*Exercises*:
1. In the page about the film Me and Will, who composed the film's score?
2. Does each statement agree with the page about the film Me and Will? (a) The film runs 101 minutes. (b) Jane and Will plan to ride to Montana. (c) The film was released in 1998.
3. Reproduce the page about the film Me and Will from "The movie's tagline" up to and including "their dream bike.".

*Quoted passage*:
::::::
- Directed by: Melissa Behr; Sherrie Rose;
- Screenplay by: Melissa Behr; Sherrie Rose;
- Produced by: Melissa Behr; Pierre David; Joey Forsyte; Jason Hall; Gary Kohn; Vesco Razpopov; Sherrie Rose;
- Starring: Sherrie Rose; Melissa Behr; Patrick Dempsey; Seymour Cassell; Grace Zabriskie; M. Emmet Walsh; Billy Wirth;
- Cinematography: Joey Forsyte
- Edited by: Eric L. Beason; Debra Goldfield; Ross Guidici;
- Music by: Shark
- Production companies: S&M Productions
- Distributed by: Bedford Entertainment; MTI Home Video; Peace Arch Entertainment Group;
- Release date: October 19, 1999;
- Running time: 101 minutes
- Country: United States
- Language: English

= Me and Will =

1999 film

Me and Will is a 1999 road drama film written, starring and directed by Melissa Behr and Sherrie Rose. Additional casting includes Patrick Dempsey, Seymour Cassel, Grace Zabriskie, M. Emmet Walsh, Billy Wirth, Johnny Whitworth, John Enos III, and Julie McCullough.

It was produced by Melissa Behr, Sherrie Rose, Pierre David, Joey Forsyte, Jason Hall, Gary Kohn, and Vesco Razpopov. The film's score was composed by Wild Colonials guitarist, Shark with Additional Music by Matt Sorum & Thomas Morse.

The movie's tagline is Nobody rides for free. In the film, two women (Rose and Behr) meet while going to rehab. They discover that they've both longed to ride Captain America's red, white, and blue motorcycle from Easy Rider (1969) and they escape the rehab clinic and go on the highway in search of their dream bike.

==Plot==
Jane and Will are familiar faces in the Los Angeles club scene who meet at a drug rehab after Will smashes her motorcycle while stoned and Jane has overdosed. They connect easily, and after one of them claims to know where they can find the red, white, and blue bike from Easy Rider they hatch a plan to escape the clinic and take the long ride to Montana on their own bikes in search of the legend.
::::::
*Supplied data*:

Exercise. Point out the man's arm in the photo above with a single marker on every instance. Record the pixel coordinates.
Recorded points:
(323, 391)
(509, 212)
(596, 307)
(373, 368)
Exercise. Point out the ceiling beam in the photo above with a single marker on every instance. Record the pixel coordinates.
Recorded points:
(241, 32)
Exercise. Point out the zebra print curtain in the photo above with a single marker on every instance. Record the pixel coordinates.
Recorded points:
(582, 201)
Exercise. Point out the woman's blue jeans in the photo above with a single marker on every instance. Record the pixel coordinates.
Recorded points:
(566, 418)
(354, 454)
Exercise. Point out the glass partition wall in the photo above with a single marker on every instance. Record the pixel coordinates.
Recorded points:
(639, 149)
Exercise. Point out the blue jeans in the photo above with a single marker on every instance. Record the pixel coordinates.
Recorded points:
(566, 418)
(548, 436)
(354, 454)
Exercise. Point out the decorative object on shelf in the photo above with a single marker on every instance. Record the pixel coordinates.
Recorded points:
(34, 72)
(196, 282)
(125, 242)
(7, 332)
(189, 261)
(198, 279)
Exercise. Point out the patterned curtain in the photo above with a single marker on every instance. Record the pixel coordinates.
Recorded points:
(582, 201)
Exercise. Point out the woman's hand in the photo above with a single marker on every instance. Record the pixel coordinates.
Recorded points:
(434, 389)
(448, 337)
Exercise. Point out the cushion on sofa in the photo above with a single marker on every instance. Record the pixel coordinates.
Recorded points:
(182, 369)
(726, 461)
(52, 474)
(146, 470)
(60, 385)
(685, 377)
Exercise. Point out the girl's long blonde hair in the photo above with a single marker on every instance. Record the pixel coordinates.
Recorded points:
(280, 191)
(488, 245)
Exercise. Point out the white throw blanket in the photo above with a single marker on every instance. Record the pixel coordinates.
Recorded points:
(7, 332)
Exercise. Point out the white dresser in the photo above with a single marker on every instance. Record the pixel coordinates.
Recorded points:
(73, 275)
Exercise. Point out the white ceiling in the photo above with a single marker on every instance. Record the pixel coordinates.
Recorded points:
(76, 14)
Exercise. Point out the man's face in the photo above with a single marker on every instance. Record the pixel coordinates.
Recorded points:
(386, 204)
::::::
*Per-task outputs*:
1. Shark, the Wild Colonials guitarist, with additional music by Matt Sorum & Thomas Morse.

2.
(a) Yes: "Running time: 101 minutes"
(b) Yes: "take the long ride to Montana on their own bikes"
(c) No: "Release date: October 19, 1999"

3.
The movie's tagline is Nobody rides for free. In the film, two women (Rose and Behr) meet while going to rehab. They discover that they've both longed to ride Captain America's red, white, and blue motorcycle from Easy Rider (1969) and they escape the rehab clinic and go on the highway in search of their dream bike.